◆ ESERCIZIO BREVE ◆
Prosegui, per favore, l'intervista ai Tethra su "Empire Of The Void" riportata qui sotto, riprendendo subito dopo la sua ultima frase.

◆ BRANO FORNITO ◆
Federico: – Uno dei motivi per cui, nel 2017, ho deciso di unirmi ai Tethra era legato al fatto che vedevo nei pezzi di “Like Crows For The Earth” il doom che più apprezzo, ma anche un potenziale inespresso notevole. Pur conscio di questo, non mi ero prefissato nessun obiettivo particolare per quanto riguarda la resa delle canzoni, perchè credo fermamente che l’ispirazione debba seguire l’emozione del momento. E così ho fatto, seguendo il mio istinto e prendendo ispirazione dai miei ascolti (sia quelli formativi che quelli più recenti), cercando di creare il giusto mix tra melanconia e pesantezza, sia di sound che di riff. Credo che la varietà di quest’album risieda anche nel fatto che, non avendo paletti particolari, mi sia lasciato trasportare e abbia cercato di esplorare tutti i terreni possibili, senza limiti. L’idea di creare un intero album legato a doppio filo alle liriche, anche melodicamente parlando, è sempre stato uno dei miei sogni, e per fare questo ci vuole un progetto ben definito e chiaro sin dall’inizio perché un concept è un lavoro molto più oneroso in termini di tempo e dispendio di energie.

ESISTONO SECONDO VOI DELLE CANZONI MAGGIORMENTE RAPPRESENTATIVE DI “EMPIRE OF THE VOID?
Clode: – La cosa che ci ha lasciati piacevolmente sorpresi, riguardo a chi ha già avuto la possibilità di ascoltare “Empire Of The Void”, è che questo album non sempre riesce a mettere d’accordo tutti su quello che potrebbe essere il pezzo più rappresentativo perché ognuno sembra apprezzare una canzone diversa, questo accade perché in questo nuovo lavoro risiedono molteplici anime differenti e la cosa positiva è che ognuno può trovare quella più affine alla propria sensibilità o ai propri gusti. I confini tra i quali ci muoviamo sono, da sempre, quelli che stanno tra il death metal, il doom metal e il gothic, anche se più passa il tempo più incorporiamo nel nostro sound influenze diverse pur rimanendo sempre molto riconoscibili e questo credo che sia il più grande punto di forza della band. Per quanto riguarda il nostro pensiero personale, invece, siamo tutti molto legati a “Gravity” perché è un unico pezzo diviso in tre atti e ogni parte fa emergere un lato diverso della nostra musica e delle nostre influenze. Noi siamo così, non credo che avrete mai un album eccessivamente monolitico e omogeneo dai Tethra ma sempre un lavoro dalle mille sfumature sonore.

◆ MATERIALE FORNITO ◆
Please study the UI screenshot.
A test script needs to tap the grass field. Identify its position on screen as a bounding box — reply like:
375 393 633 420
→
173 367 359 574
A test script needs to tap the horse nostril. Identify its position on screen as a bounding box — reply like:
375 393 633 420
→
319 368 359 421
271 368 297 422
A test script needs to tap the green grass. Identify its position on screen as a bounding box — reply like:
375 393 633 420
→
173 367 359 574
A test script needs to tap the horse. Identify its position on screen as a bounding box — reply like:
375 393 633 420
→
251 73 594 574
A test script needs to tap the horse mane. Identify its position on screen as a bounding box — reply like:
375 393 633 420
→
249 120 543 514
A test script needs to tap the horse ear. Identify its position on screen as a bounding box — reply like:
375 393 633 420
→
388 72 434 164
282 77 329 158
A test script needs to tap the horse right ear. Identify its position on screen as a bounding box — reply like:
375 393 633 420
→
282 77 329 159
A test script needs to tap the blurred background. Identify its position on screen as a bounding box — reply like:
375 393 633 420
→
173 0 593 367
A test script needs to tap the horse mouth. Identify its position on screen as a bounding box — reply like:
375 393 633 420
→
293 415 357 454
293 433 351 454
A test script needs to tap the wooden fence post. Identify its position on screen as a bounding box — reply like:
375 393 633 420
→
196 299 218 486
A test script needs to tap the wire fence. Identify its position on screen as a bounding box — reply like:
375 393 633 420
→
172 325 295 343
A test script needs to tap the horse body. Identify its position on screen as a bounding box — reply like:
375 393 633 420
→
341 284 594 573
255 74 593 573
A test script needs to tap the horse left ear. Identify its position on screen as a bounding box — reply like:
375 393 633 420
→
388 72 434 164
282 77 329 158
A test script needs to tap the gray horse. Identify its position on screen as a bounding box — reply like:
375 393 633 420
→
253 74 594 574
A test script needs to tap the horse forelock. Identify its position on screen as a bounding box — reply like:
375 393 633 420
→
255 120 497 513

◆ ESITO DEL COMPITO ◆
Federico: – Confermo che “Gravity” è il pezzo che ha, dentro di sé, più qualità rappresentative del sound e del mood dell’album. Rimanendo in ambito più musicale e compositivo, la parte II è il pezzo che preferisco perché è la canzone più completa di tutte, presa anche singolarmente. Ha tutto, melodia, chorus perfetto, assoli, impatto sonoro…

LA COVER DI “SPACE ODDITY” RISULTA MOLTO RIUSCITA E PERSONALE: COME MAI LA SCELTA È CADUTA SU QUESTO BRANO?
Federico: – L’idea di includere una cover nel nuovo album viene da me: ho sempre ascoltato con grande interesse le reinterpretazioni degli artisti più disparati, specialmente in ambito metal e ho espresso la possibilità di lavorare su questo tipo di canzone. In seguito Clode ha proposto un classico come “Space Oddity” e la mia reazione è stata di terrore totale perché questo è uno dei pezzi più famosi e riconoscibili di tutta la storia della musica, neanche del metal. Della musica tutta! Le possibilità di fallire erano elevatissime vista la grande diversità tra i due generi musicali. Ho accettato la sfida di buon grado e mi sono chiuso in casa per cercare una serie di soluzioni plausibili, ne sono uscito dopo qualche settimana (e qualche consiglio esterno) con più o meno quello che potete sentire nell’album. La mia paura era di non essere in grado di rendere giustizia ad un pezzo incredibilmente bello e importante come questo, ma sono molto fiero del risultato che abbiamo ottenuto e credo che sia un degno omaggio alla memoria di David Bowie.

QUALI SONO OGGI I VOSTRI PUNTI DI RIFERIMENTO MUSICALI E COSA PENSATE CHE I TETHRA AGGIUNGANO DI NUOVO A QUELLO CHE ASCOLTANO OGNI GIORNO?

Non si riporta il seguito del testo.